YOUR GOAL: Your task is to restate word for word the lines in the material below, from the one with "Target: wood plank flooring" up to and including the one with "(format x=330, y=152)". Do not carry over the pictures.

GIVEN RECORDS:
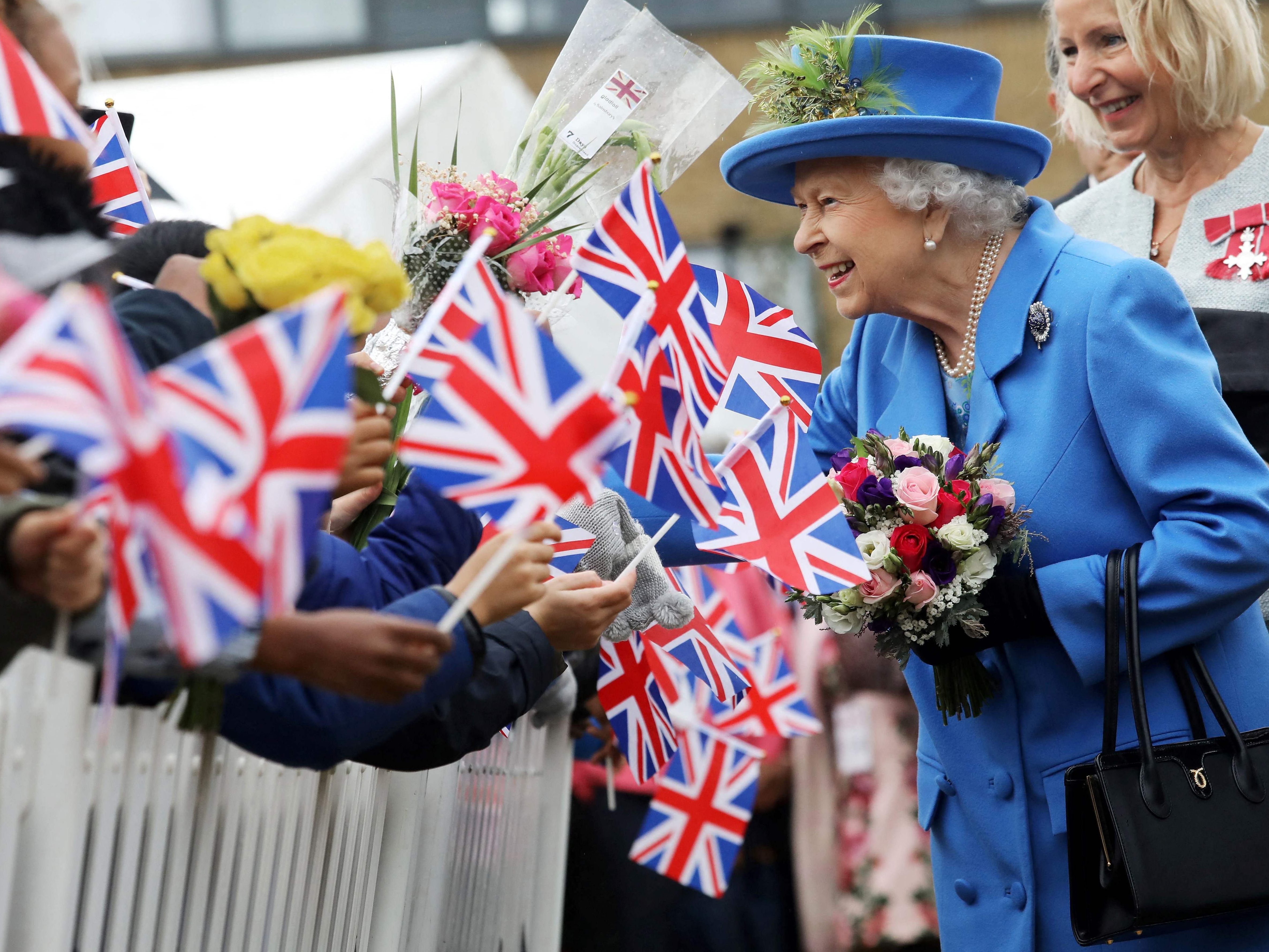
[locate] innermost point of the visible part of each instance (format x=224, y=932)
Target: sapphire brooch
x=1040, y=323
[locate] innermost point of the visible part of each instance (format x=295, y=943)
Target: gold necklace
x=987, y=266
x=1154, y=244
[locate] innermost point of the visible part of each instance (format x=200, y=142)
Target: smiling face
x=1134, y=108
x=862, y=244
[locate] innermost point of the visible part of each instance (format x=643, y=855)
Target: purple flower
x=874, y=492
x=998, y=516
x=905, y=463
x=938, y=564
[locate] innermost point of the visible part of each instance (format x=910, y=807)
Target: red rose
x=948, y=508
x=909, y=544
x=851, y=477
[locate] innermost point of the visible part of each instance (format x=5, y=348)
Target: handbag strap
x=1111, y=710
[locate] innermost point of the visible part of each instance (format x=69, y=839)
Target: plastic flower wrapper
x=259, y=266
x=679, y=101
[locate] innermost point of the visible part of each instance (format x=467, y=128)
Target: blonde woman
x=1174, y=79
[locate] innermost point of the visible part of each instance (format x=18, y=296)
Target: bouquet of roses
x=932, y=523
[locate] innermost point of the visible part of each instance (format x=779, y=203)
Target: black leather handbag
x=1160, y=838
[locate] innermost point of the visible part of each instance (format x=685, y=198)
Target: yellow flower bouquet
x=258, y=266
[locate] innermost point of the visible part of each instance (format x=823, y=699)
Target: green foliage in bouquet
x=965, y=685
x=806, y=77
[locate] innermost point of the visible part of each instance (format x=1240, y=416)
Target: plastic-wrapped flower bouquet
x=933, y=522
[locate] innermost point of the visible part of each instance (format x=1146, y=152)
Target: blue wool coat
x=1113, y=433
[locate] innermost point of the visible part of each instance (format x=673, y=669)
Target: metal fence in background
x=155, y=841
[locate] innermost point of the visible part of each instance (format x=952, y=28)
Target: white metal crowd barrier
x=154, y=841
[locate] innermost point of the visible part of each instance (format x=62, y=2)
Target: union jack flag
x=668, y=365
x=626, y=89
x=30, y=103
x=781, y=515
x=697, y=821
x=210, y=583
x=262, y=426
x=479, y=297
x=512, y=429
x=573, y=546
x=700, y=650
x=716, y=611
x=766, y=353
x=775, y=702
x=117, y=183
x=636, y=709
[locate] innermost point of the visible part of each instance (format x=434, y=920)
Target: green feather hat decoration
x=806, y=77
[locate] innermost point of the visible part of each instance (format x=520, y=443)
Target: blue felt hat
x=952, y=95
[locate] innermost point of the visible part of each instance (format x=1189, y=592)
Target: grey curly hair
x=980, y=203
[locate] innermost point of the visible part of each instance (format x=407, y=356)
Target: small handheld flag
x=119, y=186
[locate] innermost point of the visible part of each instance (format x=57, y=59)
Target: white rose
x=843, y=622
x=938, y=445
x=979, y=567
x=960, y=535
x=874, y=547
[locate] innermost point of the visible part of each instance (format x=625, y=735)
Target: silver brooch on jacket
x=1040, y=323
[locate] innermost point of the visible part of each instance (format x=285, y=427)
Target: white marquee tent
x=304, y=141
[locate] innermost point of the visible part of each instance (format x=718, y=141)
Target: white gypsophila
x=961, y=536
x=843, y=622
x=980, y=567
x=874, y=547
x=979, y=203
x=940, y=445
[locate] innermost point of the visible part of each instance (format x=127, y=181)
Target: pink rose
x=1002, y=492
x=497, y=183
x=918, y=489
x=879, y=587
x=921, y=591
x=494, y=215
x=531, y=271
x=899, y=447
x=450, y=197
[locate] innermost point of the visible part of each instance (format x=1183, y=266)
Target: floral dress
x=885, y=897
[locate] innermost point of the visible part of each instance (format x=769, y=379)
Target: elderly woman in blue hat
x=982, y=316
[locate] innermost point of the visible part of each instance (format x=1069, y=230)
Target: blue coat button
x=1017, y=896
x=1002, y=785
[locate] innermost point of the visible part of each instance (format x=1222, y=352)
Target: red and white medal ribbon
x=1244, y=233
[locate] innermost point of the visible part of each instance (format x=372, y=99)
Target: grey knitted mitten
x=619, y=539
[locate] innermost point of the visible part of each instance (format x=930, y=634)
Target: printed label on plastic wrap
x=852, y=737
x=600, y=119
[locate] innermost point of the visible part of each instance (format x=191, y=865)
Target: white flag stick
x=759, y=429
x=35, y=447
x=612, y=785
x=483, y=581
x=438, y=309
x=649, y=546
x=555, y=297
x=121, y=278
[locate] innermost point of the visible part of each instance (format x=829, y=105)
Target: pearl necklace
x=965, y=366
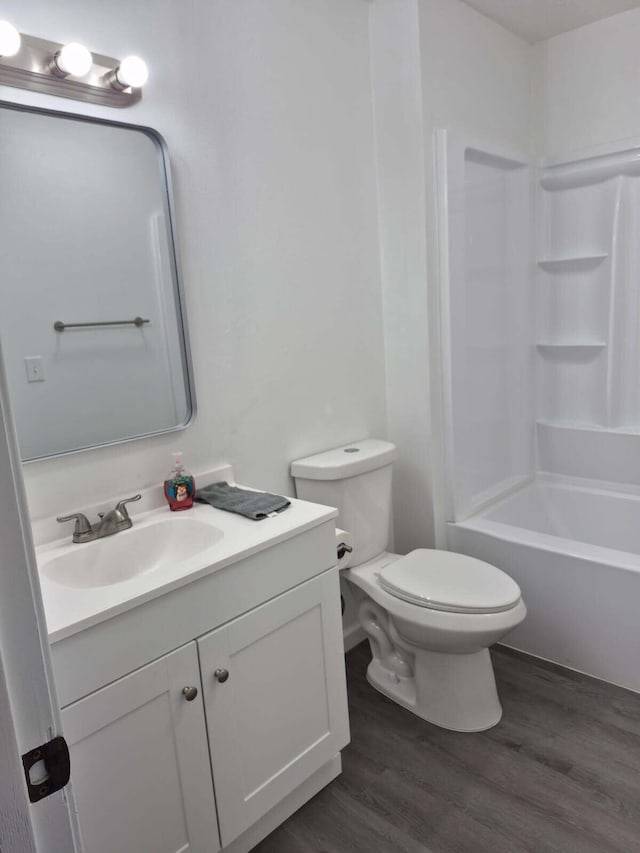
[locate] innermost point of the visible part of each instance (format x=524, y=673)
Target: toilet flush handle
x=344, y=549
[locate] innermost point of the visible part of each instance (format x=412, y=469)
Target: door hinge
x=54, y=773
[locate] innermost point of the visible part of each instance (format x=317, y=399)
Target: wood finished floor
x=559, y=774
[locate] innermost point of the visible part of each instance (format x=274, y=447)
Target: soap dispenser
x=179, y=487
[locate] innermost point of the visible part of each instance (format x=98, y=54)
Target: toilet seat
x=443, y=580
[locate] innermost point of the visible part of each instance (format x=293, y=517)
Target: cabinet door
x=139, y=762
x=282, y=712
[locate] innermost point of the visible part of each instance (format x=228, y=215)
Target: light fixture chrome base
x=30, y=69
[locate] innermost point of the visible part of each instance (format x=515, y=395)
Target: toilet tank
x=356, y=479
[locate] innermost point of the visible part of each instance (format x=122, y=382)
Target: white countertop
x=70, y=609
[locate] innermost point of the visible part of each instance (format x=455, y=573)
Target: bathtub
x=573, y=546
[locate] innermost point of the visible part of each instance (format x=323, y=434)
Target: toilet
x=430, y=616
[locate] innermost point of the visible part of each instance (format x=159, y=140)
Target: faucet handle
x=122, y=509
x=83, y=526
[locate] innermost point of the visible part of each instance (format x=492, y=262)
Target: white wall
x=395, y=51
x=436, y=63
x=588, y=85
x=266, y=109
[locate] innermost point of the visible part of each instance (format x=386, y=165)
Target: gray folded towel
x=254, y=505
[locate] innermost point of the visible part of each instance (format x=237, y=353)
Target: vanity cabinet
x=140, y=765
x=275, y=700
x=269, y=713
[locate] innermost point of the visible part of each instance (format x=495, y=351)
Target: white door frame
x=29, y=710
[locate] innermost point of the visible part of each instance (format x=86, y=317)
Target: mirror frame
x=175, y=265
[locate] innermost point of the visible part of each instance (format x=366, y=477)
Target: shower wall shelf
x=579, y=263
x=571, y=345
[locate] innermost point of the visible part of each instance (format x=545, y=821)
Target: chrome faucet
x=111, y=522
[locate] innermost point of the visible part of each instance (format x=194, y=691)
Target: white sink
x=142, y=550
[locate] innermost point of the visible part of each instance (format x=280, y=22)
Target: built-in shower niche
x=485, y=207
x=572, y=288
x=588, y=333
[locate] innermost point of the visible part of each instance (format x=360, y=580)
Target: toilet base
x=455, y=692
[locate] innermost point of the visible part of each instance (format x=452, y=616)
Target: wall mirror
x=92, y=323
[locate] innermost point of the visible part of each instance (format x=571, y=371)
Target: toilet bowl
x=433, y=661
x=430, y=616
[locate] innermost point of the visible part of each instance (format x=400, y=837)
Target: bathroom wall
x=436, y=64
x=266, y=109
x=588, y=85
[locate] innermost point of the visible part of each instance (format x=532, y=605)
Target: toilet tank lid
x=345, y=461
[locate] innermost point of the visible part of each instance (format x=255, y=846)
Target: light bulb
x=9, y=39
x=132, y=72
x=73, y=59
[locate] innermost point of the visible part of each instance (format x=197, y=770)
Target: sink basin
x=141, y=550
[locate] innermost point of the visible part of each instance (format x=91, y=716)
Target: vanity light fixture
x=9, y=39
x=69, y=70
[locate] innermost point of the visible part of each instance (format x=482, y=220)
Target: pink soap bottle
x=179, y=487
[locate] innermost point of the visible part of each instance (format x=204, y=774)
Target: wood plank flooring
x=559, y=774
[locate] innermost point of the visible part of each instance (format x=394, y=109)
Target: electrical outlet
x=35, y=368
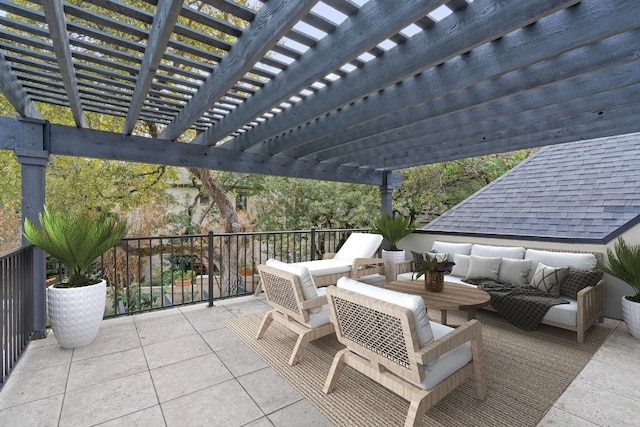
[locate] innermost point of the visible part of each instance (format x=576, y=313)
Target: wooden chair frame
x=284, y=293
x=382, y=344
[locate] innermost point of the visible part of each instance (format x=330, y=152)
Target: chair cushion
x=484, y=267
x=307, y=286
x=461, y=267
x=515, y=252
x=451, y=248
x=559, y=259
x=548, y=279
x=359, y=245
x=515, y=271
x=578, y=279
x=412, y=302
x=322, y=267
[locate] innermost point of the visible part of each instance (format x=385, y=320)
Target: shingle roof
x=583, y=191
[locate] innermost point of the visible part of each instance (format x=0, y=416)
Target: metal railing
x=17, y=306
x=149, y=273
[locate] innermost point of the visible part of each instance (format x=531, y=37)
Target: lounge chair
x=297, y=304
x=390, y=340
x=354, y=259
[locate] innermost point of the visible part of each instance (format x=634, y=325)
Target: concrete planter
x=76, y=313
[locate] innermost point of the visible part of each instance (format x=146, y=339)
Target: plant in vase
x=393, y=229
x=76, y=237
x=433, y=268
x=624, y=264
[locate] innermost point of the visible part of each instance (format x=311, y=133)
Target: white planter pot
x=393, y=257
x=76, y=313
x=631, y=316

WRITTEN ANSWER:
Target: wood plank flooring
x=559, y=774
[locate] innermost point of the visible part of each instance (format x=394, y=109)
Target: electrical outlet
x=35, y=368
[locate] innermost point of the visible part of each instance (format x=576, y=313)
Target: wooden chair frame
x=284, y=293
x=382, y=344
[locate] innermost point of the visible part of each instance (format x=330, y=152)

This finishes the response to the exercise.